▸ **What to work on**:
Copy out every line of the data exactly.

▸ **Dataset excerpts**:
——————
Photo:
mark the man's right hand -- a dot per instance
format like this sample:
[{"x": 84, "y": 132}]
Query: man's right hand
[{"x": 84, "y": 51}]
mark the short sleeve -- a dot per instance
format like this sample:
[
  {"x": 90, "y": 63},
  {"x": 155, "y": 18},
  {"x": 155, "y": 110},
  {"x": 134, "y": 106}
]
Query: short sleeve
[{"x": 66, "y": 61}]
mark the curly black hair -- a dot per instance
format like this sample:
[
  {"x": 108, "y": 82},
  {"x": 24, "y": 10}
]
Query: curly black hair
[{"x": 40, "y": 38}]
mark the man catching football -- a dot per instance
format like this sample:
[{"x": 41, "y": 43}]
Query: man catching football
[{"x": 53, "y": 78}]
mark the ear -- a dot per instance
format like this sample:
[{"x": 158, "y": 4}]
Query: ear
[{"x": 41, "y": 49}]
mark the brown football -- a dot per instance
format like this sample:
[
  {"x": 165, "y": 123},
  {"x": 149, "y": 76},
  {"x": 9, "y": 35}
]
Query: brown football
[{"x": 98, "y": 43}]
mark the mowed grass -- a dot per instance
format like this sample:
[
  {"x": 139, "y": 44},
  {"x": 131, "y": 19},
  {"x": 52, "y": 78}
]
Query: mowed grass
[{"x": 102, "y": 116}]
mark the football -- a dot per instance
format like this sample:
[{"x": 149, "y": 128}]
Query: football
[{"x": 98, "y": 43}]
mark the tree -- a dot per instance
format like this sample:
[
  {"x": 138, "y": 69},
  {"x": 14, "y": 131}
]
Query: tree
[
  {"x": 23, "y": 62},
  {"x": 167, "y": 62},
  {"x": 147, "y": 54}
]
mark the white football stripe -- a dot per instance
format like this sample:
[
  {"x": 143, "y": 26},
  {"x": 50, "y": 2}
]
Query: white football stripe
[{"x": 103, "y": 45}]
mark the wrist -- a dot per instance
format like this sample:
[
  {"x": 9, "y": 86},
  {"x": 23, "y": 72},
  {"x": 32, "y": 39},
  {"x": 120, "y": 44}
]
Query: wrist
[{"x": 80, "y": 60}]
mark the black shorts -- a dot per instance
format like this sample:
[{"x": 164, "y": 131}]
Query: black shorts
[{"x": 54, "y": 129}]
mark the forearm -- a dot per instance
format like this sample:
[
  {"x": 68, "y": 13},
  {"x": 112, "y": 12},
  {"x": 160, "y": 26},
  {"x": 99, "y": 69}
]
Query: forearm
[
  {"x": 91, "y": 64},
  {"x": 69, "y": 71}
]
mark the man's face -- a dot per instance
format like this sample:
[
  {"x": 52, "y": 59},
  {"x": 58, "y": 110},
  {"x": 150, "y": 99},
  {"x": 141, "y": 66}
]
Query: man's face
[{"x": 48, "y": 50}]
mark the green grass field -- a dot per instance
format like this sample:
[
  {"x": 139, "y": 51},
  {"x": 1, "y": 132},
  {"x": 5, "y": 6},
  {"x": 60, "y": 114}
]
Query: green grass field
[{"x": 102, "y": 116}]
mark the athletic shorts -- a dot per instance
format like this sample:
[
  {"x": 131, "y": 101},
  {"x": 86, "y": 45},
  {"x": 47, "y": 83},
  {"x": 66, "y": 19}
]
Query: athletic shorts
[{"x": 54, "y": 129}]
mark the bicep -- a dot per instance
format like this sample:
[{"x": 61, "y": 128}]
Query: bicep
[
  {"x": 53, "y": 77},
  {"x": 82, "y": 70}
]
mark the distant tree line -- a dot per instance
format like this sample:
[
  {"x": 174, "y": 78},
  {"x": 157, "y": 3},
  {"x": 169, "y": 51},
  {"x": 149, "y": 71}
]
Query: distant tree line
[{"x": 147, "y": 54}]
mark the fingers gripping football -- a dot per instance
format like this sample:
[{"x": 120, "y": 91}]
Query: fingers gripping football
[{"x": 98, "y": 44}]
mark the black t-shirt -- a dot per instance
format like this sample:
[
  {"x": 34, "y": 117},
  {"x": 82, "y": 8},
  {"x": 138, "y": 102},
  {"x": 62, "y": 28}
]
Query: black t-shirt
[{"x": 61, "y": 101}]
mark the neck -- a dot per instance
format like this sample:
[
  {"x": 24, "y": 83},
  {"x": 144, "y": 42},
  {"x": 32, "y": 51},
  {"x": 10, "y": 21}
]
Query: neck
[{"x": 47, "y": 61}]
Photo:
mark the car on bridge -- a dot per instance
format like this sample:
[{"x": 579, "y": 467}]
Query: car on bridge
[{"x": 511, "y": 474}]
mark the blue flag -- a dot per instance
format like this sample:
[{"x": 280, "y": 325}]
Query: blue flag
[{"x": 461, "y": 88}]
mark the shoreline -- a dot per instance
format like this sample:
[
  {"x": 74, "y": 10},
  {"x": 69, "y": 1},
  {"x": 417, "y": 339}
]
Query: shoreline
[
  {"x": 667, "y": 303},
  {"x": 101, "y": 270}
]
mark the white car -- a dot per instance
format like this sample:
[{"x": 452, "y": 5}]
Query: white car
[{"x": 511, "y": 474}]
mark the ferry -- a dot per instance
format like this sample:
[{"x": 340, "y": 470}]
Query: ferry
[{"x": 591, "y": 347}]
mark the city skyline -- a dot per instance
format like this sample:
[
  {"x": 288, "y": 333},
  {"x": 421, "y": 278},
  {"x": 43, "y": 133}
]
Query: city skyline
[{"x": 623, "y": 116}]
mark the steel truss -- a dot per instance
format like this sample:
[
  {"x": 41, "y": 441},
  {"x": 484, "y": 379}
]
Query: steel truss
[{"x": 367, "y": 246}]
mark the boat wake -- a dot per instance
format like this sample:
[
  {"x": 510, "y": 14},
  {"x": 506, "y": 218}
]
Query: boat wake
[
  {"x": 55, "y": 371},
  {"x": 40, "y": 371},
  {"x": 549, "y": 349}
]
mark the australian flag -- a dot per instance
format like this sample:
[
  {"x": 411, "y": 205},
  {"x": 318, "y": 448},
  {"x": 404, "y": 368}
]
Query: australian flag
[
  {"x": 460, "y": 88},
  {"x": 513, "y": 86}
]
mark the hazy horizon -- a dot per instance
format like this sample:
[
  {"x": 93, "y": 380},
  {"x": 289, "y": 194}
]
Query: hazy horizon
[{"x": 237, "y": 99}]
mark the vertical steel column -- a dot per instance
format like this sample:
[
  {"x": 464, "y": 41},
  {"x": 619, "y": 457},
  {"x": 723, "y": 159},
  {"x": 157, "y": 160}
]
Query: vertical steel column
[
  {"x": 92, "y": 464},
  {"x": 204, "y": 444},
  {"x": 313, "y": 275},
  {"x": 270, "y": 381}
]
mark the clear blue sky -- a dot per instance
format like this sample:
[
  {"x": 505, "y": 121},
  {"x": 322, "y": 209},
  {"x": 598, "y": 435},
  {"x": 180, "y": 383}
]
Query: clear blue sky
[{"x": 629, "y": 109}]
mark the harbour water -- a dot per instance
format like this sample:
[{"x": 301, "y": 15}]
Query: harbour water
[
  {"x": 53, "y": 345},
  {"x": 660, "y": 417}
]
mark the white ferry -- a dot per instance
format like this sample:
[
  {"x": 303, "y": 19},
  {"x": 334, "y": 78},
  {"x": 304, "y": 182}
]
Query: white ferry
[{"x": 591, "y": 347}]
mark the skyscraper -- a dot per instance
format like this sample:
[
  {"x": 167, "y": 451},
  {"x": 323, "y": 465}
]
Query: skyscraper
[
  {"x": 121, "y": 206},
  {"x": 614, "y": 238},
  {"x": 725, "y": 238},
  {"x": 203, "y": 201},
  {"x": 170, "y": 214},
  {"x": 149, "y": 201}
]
——————
▸ **Final result**:
Photo:
mark the man's right hand -- a dot per instance
format like this sample:
[{"x": 84, "y": 132}]
Query: man's right hand
[{"x": 84, "y": 51}]
mark the short sleeve -- a dot per instance
format like this sample:
[
  {"x": 90, "y": 63},
  {"x": 155, "y": 18},
  {"x": 155, "y": 110},
  {"x": 134, "y": 106}
]
Query: short sleeve
[{"x": 66, "y": 61}]
mark the curly black hair -- a dot per instance
format like this sample:
[
  {"x": 108, "y": 82},
  {"x": 24, "y": 10}
]
Query: curly black hair
[{"x": 40, "y": 38}]
mark the man catching football -- a dot per instance
format like this sample:
[{"x": 41, "y": 43}]
Query: man catching football
[{"x": 53, "y": 78}]
mark the ear -- a dot per instance
format like this sample:
[{"x": 158, "y": 4}]
Query: ear
[{"x": 41, "y": 49}]
mark the brown football -- a dot per instance
format like this sample:
[
  {"x": 165, "y": 123},
  {"x": 149, "y": 76},
  {"x": 9, "y": 35}
]
Query: brown football
[{"x": 98, "y": 43}]
mark the mowed grass -- a dot per instance
format like this sample:
[
  {"x": 139, "y": 44},
  {"x": 131, "y": 19},
  {"x": 52, "y": 78}
]
Query: mowed grass
[{"x": 102, "y": 116}]
mark the football -- a dot per instance
format like this sample:
[{"x": 149, "y": 128}]
Query: football
[{"x": 98, "y": 43}]
mark the tree -- a dot per instance
format like this sample:
[
  {"x": 138, "y": 69},
  {"x": 14, "y": 131}
]
Query: tree
[
  {"x": 23, "y": 62},
  {"x": 167, "y": 62},
  {"x": 147, "y": 54}
]
mark the white football stripe -- a dot per instance
format like this sample:
[
  {"x": 143, "y": 26},
  {"x": 50, "y": 2}
]
Query: white football stripe
[{"x": 103, "y": 45}]
mark the wrist -- a dot per instance
format like this sample:
[
  {"x": 9, "y": 86},
  {"x": 23, "y": 72},
  {"x": 32, "y": 39},
  {"x": 120, "y": 44}
]
Query: wrist
[{"x": 80, "y": 60}]
mark the black shorts -- a dot per instance
format like this sample:
[{"x": 164, "y": 131}]
Query: black shorts
[{"x": 54, "y": 129}]
mark the forearm -- a dot per instance
format like this sample:
[
  {"x": 68, "y": 13},
  {"x": 112, "y": 12},
  {"x": 160, "y": 26},
  {"x": 99, "y": 69}
]
Query: forearm
[
  {"x": 91, "y": 64},
  {"x": 69, "y": 71}
]
mark the man's face -- a dot per instance
format like this sample:
[
  {"x": 52, "y": 59},
  {"x": 58, "y": 110},
  {"x": 150, "y": 99},
  {"x": 141, "y": 66}
]
Query: man's face
[{"x": 48, "y": 50}]
mark the green grass field -- a dot per instance
format like this sample:
[
  {"x": 139, "y": 51},
  {"x": 1, "y": 132},
  {"x": 5, "y": 6},
  {"x": 60, "y": 114}
]
Query: green grass field
[{"x": 102, "y": 116}]
mark the athletic shorts -- a dot per instance
format like this sample:
[
  {"x": 131, "y": 101},
  {"x": 86, "y": 45},
  {"x": 47, "y": 83},
  {"x": 66, "y": 19}
]
Query: athletic shorts
[{"x": 54, "y": 129}]
mark the bicep -- a dot per instance
format like this sample:
[{"x": 61, "y": 128}]
Query: bicep
[
  {"x": 53, "y": 77},
  {"x": 82, "y": 70}
]
mark the distant tree line -- a dot per instance
format like this sample:
[
  {"x": 174, "y": 78},
  {"x": 157, "y": 3},
  {"x": 169, "y": 51},
  {"x": 149, "y": 71}
]
Query: distant tree line
[{"x": 147, "y": 54}]
mark the fingers gripping football -- a dot per instance
format like this sample:
[{"x": 120, "y": 91}]
Query: fingers gripping football
[{"x": 98, "y": 44}]
mark the black t-shirt -- a dot per instance
format like this sample:
[
  {"x": 34, "y": 117},
  {"x": 82, "y": 8},
  {"x": 138, "y": 102},
  {"x": 62, "y": 28}
]
Query: black t-shirt
[{"x": 61, "y": 101}]
mark the neck -- a dot per instance
format like this sample:
[
  {"x": 24, "y": 83},
  {"x": 144, "y": 42},
  {"x": 32, "y": 51},
  {"x": 10, "y": 21}
]
Query: neck
[{"x": 47, "y": 61}]
Photo:
mark the car on bridge -- a dot per instance
format like this sample:
[{"x": 579, "y": 467}]
Query: car on bridge
[{"x": 511, "y": 474}]
mark the blue flag -- a dot per instance
format like this sample:
[{"x": 280, "y": 325}]
Query: blue flag
[{"x": 461, "y": 88}]
mark the shoreline -- a dot per instance
format like this sample:
[
  {"x": 74, "y": 10},
  {"x": 69, "y": 1},
  {"x": 417, "y": 339}
]
Query: shoreline
[
  {"x": 667, "y": 303},
  {"x": 101, "y": 270}
]
mark the white car -- a dot per instance
format like this sample:
[{"x": 452, "y": 5}]
Query: white car
[{"x": 511, "y": 474}]
mark the ferry -- a dot per instance
format like this sample:
[{"x": 340, "y": 470}]
Query: ferry
[{"x": 591, "y": 347}]
mark the city skyline -- a dot per instance
format like this sample:
[
  {"x": 288, "y": 333},
  {"x": 421, "y": 278},
  {"x": 43, "y": 133}
]
Query: city skyline
[{"x": 623, "y": 116}]
mark the steel truss -- a dot per instance
format like this sample:
[
  {"x": 41, "y": 441},
  {"x": 484, "y": 379}
]
Query: steel truss
[{"x": 367, "y": 246}]
mark the boat wake -- a dot per instance
format like this sample:
[
  {"x": 510, "y": 14},
  {"x": 506, "y": 218}
]
Query: boat wake
[
  {"x": 55, "y": 371},
  {"x": 40, "y": 371},
  {"x": 549, "y": 349}
]
mark the australian flag -- a dot per instance
format like this sample:
[
  {"x": 411, "y": 205},
  {"x": 318, "y": 448},
  {"x": 404, "y": 368}
]
Query: australian flag
[
  {"x": 460, "y": 88},
  {"x": 513, "y": 86}
]
mark the hazy horizon -- a dot per instance
format like this sample:
[
  {"x": 93, "y": 380},
  {"x": 289, "y": 194}
]
Query: hazy horizon
[{"x": 237, "y": 99}]
mark the vertical steel column -- a dot per instance
format like this sample:
[
  {"x": 464, "y": 41},
  {"x": 619, "y": 457},
  {"x": 723, "y": 159},
  {"x": 157, "y": 160}
]
Query: vertical steel column
[
  {"x": 92, "y": 464},
  {"x": 204, "y": 444},
  {"x": 313, "y": 275},
  {"x": 270, "y": 381}
]
mark the clear blue sky -- a dot per instance
format like this sample:
[
  {"x": 505, "y": 121},
  {"x": 322, "y": 209},
  {"x": 598, "y": 435},
  {"x": 180, "y": 383}
]
Query: clear blue sky
[{"x": 629, "y": 109}]
mark the harbour water -- a dot per instance
format like this sample:
[{"x": 301, "y": 15}]
Query: harbour water
[
  {"x": 53, "y": 345},
  {"x": 660, "y": 417}
]
mark the white ferry -- a dot per instance
format like this sample:
[
  {"x": 303, "y": 19},
  {"x": 334, "y": 78},
  {"x": 304, "y": 182}
]
Query: white ferry
[{"x": 591, "y": 347}]
mark the skyscraper -- a dot per instance
format like this sample:
[
  {"x": 167, "y": 451},
  {"x": 323, "y": 465}
]
Query: skyscraper
[
  {"x": 121, "y": 206},
  {"x": 614, "y": 238},
  {"x": 725, "y": 238},
  {"x": 203, "y": 201},
  {"x": 170, "y": 214},
  {"x": 149, "y": 201}
]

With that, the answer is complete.